-- What is asked --
• A. Restate as a bulleted list the paragraph of the review of The Curse of Chalion that begins "The Curse of Chalion is a high fantasy novel," keeping its main facts.
• B. Proceed with the review of The Curse of Chalion, writing onward from its final sentence.

-- Source excerpt --
++++++++
I’ve often heard of Lois McMaster Bujold, but have never been tempted to pick up one of her books until I read Jonathan’s review of the Curse of Chalion.
I’m immediately drawn to fantasy novels in which religion factors greatly. It’s not something I often see in the fantasy novels I read. Often, religion is a slight thing in the society and not a major part of the world building. It certainly doesn’t often affect magic, unless it is to denounce the use of magic. However, in the Curse of Chalion, magic is greatly influenced by religion and the gods.
I really enjoyed this book and it’s now one of my favorites, which means I went overboard with this reflection piece. It’s long ass fuck. Skip to the Overall section and read some of the quotes for a quickie.
The Curse of Chalion is a high fantasy novel told using a limited third-person narrator from the perspective of our protagonist, Lupe dy Cazaril, a former soldier and courtier who returns home to the provincar of Baocia (basically a dukedom) mentally and physically scarred after his serving aboard a Roknari slave galley. Roknar is a country to the north of Chalion.
When the story begins, Cazaril is on his way to visit the dowager Provincara of Baocia to seek a place to work and live and be relatively safe, comfortable, and far from the sea. The Provincara grants him this in return for his service as a tutor and secretary to her granddaughter, the Royesse Iselle (royesse means princess).
++++++++
-- Material supplied --

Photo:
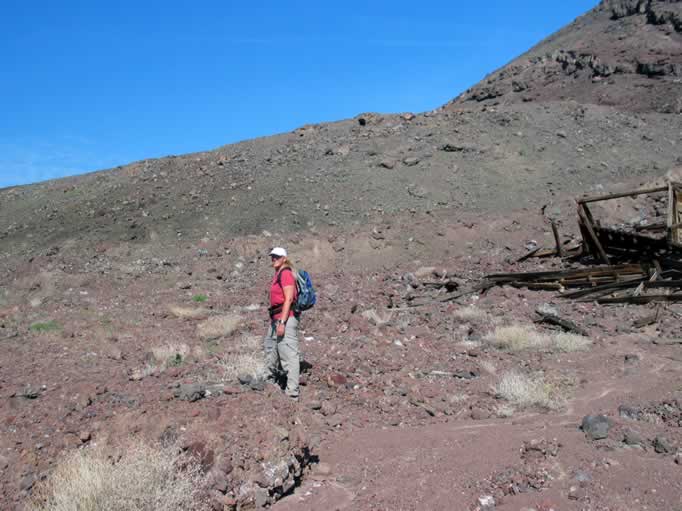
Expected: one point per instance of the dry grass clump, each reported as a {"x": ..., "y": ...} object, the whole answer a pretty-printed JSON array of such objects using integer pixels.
[
  {"x": 488, "y": 366},
  {"x": 524, "y": 390},
  {"x": 242, "y": 364},
  {"x": 244, "y": 359},
  {"x": 170, "y": 354},
  {"x": 470, "y": 313},
  {"x": 144, "y": 478},
  {"x": 517, "y": 338},
  {"x": 188, "y": 312},
  {"x": 165, "y": 356},
  {"x": 218, "y": 326},
  {"x": 571, "y": 342},
  {"x": 525, "y": 338}
]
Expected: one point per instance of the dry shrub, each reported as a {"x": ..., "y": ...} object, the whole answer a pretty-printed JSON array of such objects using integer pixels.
[
  {"x": 525, "y": 338},
  {"x": 170, "y": 354},
  {"x": 144, "y": 478},
  {"x": 375, "y": 318},
  {"x": 188, "y": 313},
  {"x": 517, "y": 338},
  {"x": 218, "y": 326},
  {"x": 571, "y": 342},
  {"x": 469, "y": 344},
  {"x": 488, "y": 366},
  {"x": 504, "y": 411},
  {"x": 470, "y": 313},
  {"x": 242, "y": 364},
  {"x": 244, "y": 358},
  {"x": 524, "y": 390}
]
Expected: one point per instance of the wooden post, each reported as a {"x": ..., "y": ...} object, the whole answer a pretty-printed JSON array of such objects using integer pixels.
[
  {"x": 557, "y": 240},
  {"x": 583, "y": 215}
]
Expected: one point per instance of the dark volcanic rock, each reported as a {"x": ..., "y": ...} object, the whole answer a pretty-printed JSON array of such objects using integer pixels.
[{"x": 596, "y": 427}]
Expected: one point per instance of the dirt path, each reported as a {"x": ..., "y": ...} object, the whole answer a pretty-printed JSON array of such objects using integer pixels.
[{"x": 440, "y": 466}]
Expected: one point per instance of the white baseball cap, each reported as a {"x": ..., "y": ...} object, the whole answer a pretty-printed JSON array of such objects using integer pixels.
[{"x": 279, "y": 252}]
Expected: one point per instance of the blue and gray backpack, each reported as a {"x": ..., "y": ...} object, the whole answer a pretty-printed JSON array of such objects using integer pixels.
[{"x": 305, "y": 290}]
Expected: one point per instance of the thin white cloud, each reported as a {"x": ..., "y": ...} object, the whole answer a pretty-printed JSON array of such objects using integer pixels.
[{"x": 25, "y": 161}]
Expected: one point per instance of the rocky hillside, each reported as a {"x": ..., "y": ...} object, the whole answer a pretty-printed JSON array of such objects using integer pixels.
[
  {"x": 590, "y": 105},
  {"x": 624, "y": 53}
]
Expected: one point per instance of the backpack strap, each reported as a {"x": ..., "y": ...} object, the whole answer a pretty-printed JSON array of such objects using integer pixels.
[
  {"x": 279, "y": 276},
  {"x": 278, "y": 308}
]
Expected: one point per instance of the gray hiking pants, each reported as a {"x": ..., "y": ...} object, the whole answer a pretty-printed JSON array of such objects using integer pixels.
[{"x": 283, "y": 351}]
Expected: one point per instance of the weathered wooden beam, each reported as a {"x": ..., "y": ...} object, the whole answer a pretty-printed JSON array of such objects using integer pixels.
[
  {"x": 566, "y": 324},
  {"x": 641, "y": 299},
  {"x": 583, "y": 214},
  {"x": 597, "y": 198},
  {"x": 557, "y": 240}
]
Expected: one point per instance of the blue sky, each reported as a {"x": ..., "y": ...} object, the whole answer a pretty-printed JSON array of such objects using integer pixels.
[{"x": 87, "y": 85}]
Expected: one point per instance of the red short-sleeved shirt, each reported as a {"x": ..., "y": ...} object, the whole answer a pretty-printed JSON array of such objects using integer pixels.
[{"x": 277, "y": 291}]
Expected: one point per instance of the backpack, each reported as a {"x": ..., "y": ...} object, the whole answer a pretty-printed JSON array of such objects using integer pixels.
[{"x": 306, "y": 296}]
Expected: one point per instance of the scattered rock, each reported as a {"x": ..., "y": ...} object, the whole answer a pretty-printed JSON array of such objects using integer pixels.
[
  {"x": 596, "y": 427},
  {"x": 322, "y": 469},
  {"x": 466, "y": 375},
  {"x": 190, "y": 392},
  {"x": 27, "y": 482},
  {"x": 218, "y": 326},
  {"x": 632, "y": 437},
  {"x": 547, "y": 309},
  {"x": 30, "y": 393},
  {"x": 663, "y": 341},
  {"x": 478, "y": 414},
  {"x": 336, "y": 380},
  {"x": 628, "y": 412},
  {"x": 662, "y": 445},
  {"x": 486, "y": 502}
]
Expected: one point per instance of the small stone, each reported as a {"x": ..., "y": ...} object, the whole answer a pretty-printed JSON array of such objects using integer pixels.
[
  {"x": 487, "y": 502},
  {"x": 27, "y": 482},
  {"x": 328, "y": 408},
  {"x": 547, "y": 309},
  {"x": 662, "y": 445},
  {"x": 596, "y": 427},
  {"x": 478, "y": 414},
  {"x": 628, "y": 412},
  {"x": 322, "y": 469},
  {"x": 667, "y": 341},
  {"x": 336, "y": 380},
  {"x": 631, "y": 359},
  {"x": 190, "y": 392},
  {"x": 582, "y": 476},
  {"x": 632, "y": 437}
]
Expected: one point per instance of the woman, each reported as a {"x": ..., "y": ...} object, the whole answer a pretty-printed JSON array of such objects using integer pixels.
[{"x": 281, "y": 342}]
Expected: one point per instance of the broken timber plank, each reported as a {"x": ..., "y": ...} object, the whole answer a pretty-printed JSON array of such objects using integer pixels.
[
  {"x": 557, "y": 240},
  {"x": 641, "y": 299},
  {"x": 566, "y": 324},
  {"x": 596, "y": 198},
  {"x": 583, "y": 215},
  {"x": 648, "y": 320}
]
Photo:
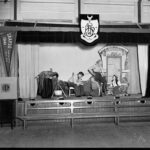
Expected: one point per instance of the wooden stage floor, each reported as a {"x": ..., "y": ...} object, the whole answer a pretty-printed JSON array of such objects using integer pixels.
[{"x": 107, "y": 97}]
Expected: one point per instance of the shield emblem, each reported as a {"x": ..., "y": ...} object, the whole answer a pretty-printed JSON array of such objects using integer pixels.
[{"x": 89, "y": 25}]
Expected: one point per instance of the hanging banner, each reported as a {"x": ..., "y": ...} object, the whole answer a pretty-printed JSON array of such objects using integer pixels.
[
  {"x": 7, "y": 42},
  {"x": 89, "y": 28}
]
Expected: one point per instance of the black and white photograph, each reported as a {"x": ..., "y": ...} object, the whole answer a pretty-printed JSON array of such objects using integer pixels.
[{"x": 74, "y": 73}]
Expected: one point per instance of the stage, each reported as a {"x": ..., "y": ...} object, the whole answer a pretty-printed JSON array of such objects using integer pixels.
[{"x": 136, "y": 97}]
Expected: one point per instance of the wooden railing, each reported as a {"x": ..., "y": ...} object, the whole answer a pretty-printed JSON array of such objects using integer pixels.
[{"x": 83, "y": 108}]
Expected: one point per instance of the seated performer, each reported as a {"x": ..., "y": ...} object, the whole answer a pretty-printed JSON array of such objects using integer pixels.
[
  {"x": 96, "y": 72},
  {"x": 77, "y": 82},
  {"x": 115, "y": 84}
]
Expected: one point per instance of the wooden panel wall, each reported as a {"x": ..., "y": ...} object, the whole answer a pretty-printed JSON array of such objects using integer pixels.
[
  {"x": 6, "y": 10},
  {"x": 145, "y": 11},
  {"x": 111, "y": 10},
  {"x": 48, "y": 10}
]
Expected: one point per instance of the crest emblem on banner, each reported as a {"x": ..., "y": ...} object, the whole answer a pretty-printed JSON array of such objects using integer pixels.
[{"x": 89, "y": 27}]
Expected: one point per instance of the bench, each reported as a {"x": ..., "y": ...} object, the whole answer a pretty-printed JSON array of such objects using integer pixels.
[
  {"x": 75, "y": 109},
  {"x": 71, "y": 109}
]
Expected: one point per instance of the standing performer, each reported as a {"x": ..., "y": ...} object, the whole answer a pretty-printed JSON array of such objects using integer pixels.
[
  {"x": 76, "y": 82},
  {"x": 97, "y": 72}
]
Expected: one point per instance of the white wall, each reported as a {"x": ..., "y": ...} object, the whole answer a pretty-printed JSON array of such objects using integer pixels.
[
  {"x": 64, "y": 11},
  {"x": 145, "y": 11},
  {"x": 111, "y": 10},
  {"x": 6, "y": 9},
  {"x": 67, "y": 58}
]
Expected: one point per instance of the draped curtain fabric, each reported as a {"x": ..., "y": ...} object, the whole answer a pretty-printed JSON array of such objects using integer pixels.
[
  {"x": 133, "y": 75},
  {"x": 13, "y": 66},
  {"x": 148, "y": 78},
  {"x": 28, "y": 69},
  {"x": 143, "y": 66}
]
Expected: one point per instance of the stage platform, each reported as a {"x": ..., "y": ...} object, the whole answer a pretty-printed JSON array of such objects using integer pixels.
[{"x": 106, "y": 98}]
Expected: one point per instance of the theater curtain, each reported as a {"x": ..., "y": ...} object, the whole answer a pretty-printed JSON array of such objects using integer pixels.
[
  {"x": 133, "y": 75},
  {"x": 13, "y": 66},
  {"x": 28, "y": 69},
  {"x": 143, "y": 66}
]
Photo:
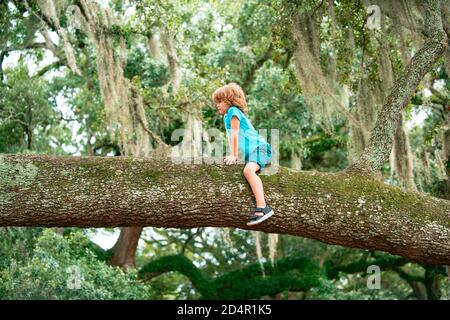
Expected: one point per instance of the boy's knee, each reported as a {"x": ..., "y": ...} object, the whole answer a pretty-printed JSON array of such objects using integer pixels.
[{"x": 248, "y": 171}]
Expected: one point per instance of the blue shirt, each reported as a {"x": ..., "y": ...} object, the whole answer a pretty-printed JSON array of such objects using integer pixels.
[{"x": 248, "y": 139}]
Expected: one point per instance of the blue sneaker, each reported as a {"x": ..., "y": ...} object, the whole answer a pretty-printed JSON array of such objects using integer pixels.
[{"x": 255, "y": 219}]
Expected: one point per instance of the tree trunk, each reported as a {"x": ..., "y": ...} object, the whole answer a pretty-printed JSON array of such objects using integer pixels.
[
  {"x": 380, "y": 143},
  {"x": 344, "y": 208}
]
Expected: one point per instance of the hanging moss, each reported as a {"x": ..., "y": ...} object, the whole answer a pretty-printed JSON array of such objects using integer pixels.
[{"x": 293, "y": 273}]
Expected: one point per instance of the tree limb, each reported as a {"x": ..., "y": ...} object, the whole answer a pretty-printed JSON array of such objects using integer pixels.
[{"x": 344, "y": 208}]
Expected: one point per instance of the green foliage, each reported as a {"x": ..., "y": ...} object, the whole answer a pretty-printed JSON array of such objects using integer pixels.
[{"x": 56, "y": 264}]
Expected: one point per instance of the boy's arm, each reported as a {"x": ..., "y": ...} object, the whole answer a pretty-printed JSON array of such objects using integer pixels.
[{"x": 234, "y": 136}]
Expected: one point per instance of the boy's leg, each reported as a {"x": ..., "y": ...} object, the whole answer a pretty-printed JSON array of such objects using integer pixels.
[{"x": 255, "y": 182}]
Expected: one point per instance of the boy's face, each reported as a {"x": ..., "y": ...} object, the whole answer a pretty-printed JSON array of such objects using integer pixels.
[{"x": 222, "y": 107}]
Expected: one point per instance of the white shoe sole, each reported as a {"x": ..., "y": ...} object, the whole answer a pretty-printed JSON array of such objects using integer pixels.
[{"x": 265, "y": 217}]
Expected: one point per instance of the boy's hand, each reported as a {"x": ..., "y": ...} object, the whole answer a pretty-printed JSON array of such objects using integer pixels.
[{"x": 230, "y": 159}]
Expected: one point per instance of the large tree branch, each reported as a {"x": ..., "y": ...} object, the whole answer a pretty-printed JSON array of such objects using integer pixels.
[
  {"x": 343, "y": 208},
  {"x": 380, "y": 143}
]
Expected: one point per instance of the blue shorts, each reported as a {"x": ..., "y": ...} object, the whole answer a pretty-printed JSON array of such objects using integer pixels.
[{"x": 261, "y": 156}]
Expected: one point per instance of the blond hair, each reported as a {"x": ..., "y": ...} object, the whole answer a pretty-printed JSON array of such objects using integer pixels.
[{"x": 233, "y": 94}]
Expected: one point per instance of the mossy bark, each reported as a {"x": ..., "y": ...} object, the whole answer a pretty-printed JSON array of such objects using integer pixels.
[{"x": 344, "y": 208}]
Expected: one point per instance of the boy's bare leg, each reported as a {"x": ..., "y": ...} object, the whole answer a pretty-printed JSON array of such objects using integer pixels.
[{"x": 255, "y": 183}]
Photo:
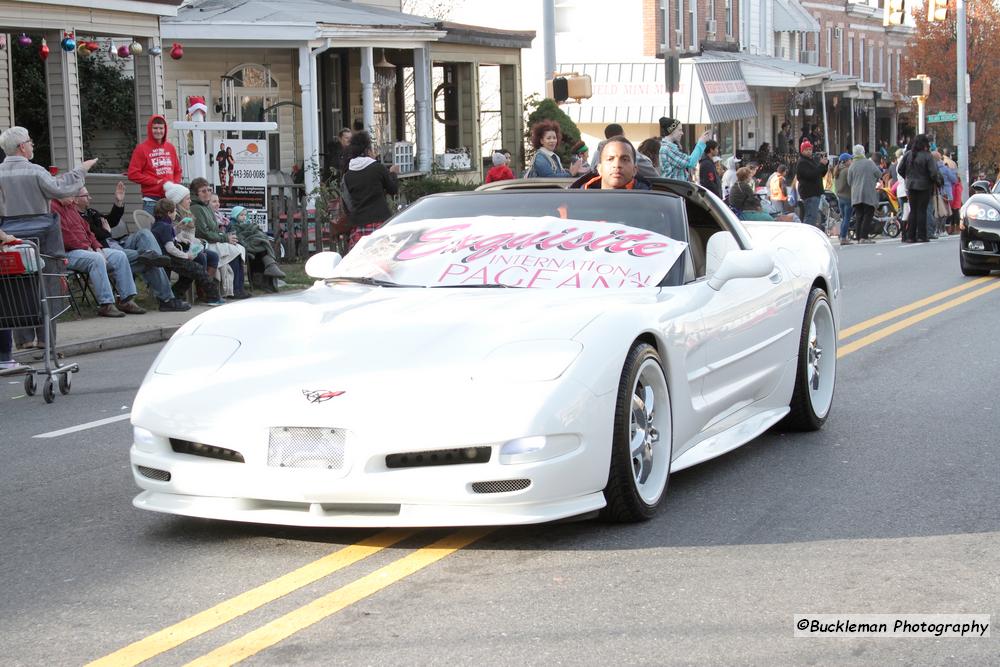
++++++++
-- Per-task outputs --
• A.
- High fantasy novel told by a limited third-person narrator
- Protagonist: Lupe dy Cazaril, a former soldier and courtier
- Cazaril returns home to the provincar of Baocia (essentially a dukedom), mentally and physically scarred
- The scars come from serving aboard a Roknari slave galley; Roknar is a country north of Chalion

• B.
Cazaril is content with his duties but becomes worried when the king of Chalion orders Iselle and her brother, Royse Teidez (royse means prince), to court because that would place Cazaril within the vicinity of the man who damned him to slavery aboard the Roknari galley. However, since Iselle needs someone to protect her interests at court and help her navigate its politics, Cazaril accompanies her there.
“I’ve seen his soul stripped naked. I doubt he can ever forgive me for that.”
While that is taking place, there is often mention of the gods (there are five), death magic (which is connected to a god called the Bastard), and religion. The people of Chalion are very religious and their religion is pretty similar to Catholicism. At court in Cardegross, Cazaril turns to religion and death magic, which many people aren’t sure actually works, to protect Iselle from those who wish to control her. But by attempting such magic, Cazaril learns that the gods are real and has a demon placed inside him.
At first he thinks he’s cursed, but Cazaril soon learns that he has been chosen by the gods to help Iselle protect Chalion and its ruling family from a great curse that threatens to destroy them. (Goodreads)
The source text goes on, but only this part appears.